Chapter 8. Configuring Virtual GPU for guest instances
To support GPU-based rendering on your guest instances, you can define and manage virtual GPU (vGPU) resources according to your available physical GPU devices and your hypervisor type. This configuration allows you to divide the rendering workloads between all your physical GPU devices more effectively, and to have more control over scheduling, tuning, and monitoring your vGPU-enabled guest instances.
To enable vGPU in OpenStack Compute, you create flavors that you can use to request Red Hat Enterprise Linux guests with vGPU devices, and then you assign those flavors to Compute instances. Each instance can then support GPU workloads with virtual GPU devices that correspond to the physical GPU devices.
The OpenStack Compute service tracks the number and size of the vGPU devices that are available on each host, schedules guests to these hosts based on the flavor, attaches the devices, and monitors usage on an ongoing basis. In case the guest is no longer available, OpenStack Compute adds the vGPU devices back to the available pool.
8.1. Supported configurations and limitations
This section lists currently supported virtual GPU (vGPU) graphics cards, as well as considerations and limitations for setting up vGPU devices in OpenStack Compute.
Supported GPU cards
For a list of supported NVIDIA GPU cards, see Virtual GPU Software Supported Products on the NVIDIA website.
Limitations and considerations
- You can use only one vGPU type for each Compute host.
- You can use only one vGPU resource for each Compute instance.
- Live migration of vGPU between hosts is not supported.
- Suspend operations on a vGPU-enabled guest is not supported due to a libvirt limitation. Instead, you can snapshot or shelve the instance.
- Resize and cold migration operations on an instance with a vGPU flavor does not automatically re-allocate the vGPU resources to the instance. After you resize or migrate the instance, you must rebuild it manually to re-allocate the vGPU resources.
- By default, vGPU types on Compute hosts are not exposed to API users. To allow access, you can add the hosts to a host aggregate. For general information about host aggregates, see Section 4.4, “Manage Host Aggregates”
- If you use NVIDIA accelerator hardware, you must comply with the NVIDIA licensing requirements. For example, NVIDIA vGPU GRID requires a licensing server. For more information about the NVIDIA licensing requirements, see the NVIDIA License Server Release Notes web page.

## Stored data:
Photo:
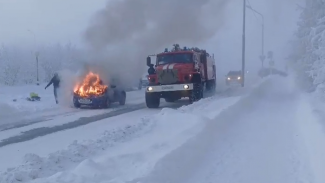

## What to do:
A) From the vGPU chapter, list every action the OpenStack Compute service takes with vGPU devices.
B) Please answer these questions using the vGPU chapter:
(i) How many vGPU types can be used for each Compute host?
(ii) What can be done with a vGPU-enabled guest instead of suspending it?
(iii) What does NVIDIA vGPU GRID require?

## Responses by task:
A)
- Tracks the number and size of the vGPU devices available on each host
- Schedules guests to these hosts based on the flavor
- Attaches the devices
- Monitors usage on an ongoing basis
- Adds the vGPU devices back to the available pool when the guest is no longer available

B)
(i) Only one.
(ii) Snapshot or shelve the instance.
(iii) A licensing server.